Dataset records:
^^^^^^^^^^^^^^^^

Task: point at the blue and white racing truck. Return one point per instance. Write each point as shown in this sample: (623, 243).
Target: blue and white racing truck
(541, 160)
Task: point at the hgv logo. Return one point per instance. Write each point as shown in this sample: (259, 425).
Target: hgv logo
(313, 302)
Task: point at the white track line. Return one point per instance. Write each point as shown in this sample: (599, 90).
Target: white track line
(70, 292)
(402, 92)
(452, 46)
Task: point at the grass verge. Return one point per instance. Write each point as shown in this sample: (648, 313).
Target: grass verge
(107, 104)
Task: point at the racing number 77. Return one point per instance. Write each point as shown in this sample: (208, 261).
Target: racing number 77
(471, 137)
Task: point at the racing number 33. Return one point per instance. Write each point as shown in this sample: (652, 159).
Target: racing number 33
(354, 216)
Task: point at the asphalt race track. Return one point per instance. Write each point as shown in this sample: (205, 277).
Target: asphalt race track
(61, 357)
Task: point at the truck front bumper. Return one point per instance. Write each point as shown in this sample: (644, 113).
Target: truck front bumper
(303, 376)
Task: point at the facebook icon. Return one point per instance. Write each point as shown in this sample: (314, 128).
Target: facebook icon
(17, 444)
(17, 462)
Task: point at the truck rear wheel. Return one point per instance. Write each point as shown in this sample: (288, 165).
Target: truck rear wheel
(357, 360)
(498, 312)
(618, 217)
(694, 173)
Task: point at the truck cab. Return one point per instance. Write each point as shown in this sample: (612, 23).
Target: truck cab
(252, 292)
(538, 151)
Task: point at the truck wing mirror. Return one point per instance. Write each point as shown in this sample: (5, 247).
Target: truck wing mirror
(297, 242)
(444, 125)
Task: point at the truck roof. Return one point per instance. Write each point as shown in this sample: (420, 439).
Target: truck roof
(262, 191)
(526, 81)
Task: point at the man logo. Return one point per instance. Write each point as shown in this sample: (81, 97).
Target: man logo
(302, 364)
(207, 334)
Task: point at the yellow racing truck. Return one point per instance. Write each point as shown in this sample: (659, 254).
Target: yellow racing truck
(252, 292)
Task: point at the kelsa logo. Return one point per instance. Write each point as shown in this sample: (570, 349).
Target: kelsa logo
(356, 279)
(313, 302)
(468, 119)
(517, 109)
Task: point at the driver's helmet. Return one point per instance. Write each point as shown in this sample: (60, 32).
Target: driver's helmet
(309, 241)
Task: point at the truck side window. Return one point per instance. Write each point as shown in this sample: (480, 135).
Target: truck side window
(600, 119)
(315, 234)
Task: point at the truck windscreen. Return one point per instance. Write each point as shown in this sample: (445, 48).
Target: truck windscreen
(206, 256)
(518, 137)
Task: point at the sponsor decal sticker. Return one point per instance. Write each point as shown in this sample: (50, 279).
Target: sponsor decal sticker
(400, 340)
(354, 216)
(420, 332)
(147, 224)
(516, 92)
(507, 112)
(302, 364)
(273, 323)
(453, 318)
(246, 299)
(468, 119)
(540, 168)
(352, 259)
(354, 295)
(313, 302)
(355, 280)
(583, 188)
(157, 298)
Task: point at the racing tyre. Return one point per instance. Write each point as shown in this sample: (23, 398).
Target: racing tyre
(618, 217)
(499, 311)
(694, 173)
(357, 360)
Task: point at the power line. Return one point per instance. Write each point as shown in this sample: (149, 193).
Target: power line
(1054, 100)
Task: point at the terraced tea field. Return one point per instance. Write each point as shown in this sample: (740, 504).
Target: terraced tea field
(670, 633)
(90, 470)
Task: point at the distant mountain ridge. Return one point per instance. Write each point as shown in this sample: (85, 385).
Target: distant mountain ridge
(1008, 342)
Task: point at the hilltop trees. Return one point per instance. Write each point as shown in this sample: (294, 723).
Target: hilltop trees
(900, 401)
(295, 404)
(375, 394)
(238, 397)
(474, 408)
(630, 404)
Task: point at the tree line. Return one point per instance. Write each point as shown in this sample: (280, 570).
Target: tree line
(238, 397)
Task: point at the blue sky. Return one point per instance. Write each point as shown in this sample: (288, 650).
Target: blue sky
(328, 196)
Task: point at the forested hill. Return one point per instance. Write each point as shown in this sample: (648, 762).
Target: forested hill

^^^^^^^^^^^^^^^^

- **Required task**
Reproduce the stretch from the line containing "Task: point at the racing tyre." through the end of the items, renaming every "terraced tea field" as "stepped tea plantation" and leaving all else unaltered.

- **Response to this task**
Task: point at the racing tyre. Return one point per instance. Write each point as shown in this sample: (23, 398).
Target: racing tyre
(618, 217)
(499, 311)
(694, 173)
(357, 360)
Task: point at the power line. Return one point per instance. Write each point as shown in this sample: (149, 193).
Target: power line
(1054, 100)
Task: point at the stepped tea plantation. Return one point per instance. Write each point as shown in this sample: (740, 504).
Target: stepped tea plantation
(670, 633)
(90, 470)
Task: point at the distant mountain ridge. Return one point per instance. Write each point as shown in this sample: (85, 385).
Target: distant mountain ridge
(1008, 342)
Task: point at the hilltop trees. Return one point per instance. Write each point as shown in this sample: (294, 723).
Target: hilltop trees
(900, 401)
(295, 404)
(375, 394)
(238, 397)
(474, 408)
(630, 404)
Task: point at the tree line. Return one point per instance. Write each point as shown in this sample: (280, 570).
Target: tree line
(238, 397)
Task: point at the blue sky. Return one point per instance. Write each point as shown in this sample: (288, 650).
Target: blue sky
(328, 196)
Task: point at the forested hill. Return one point per instance. Write each point as shown in this sample: (648, 762).
Target: forested hill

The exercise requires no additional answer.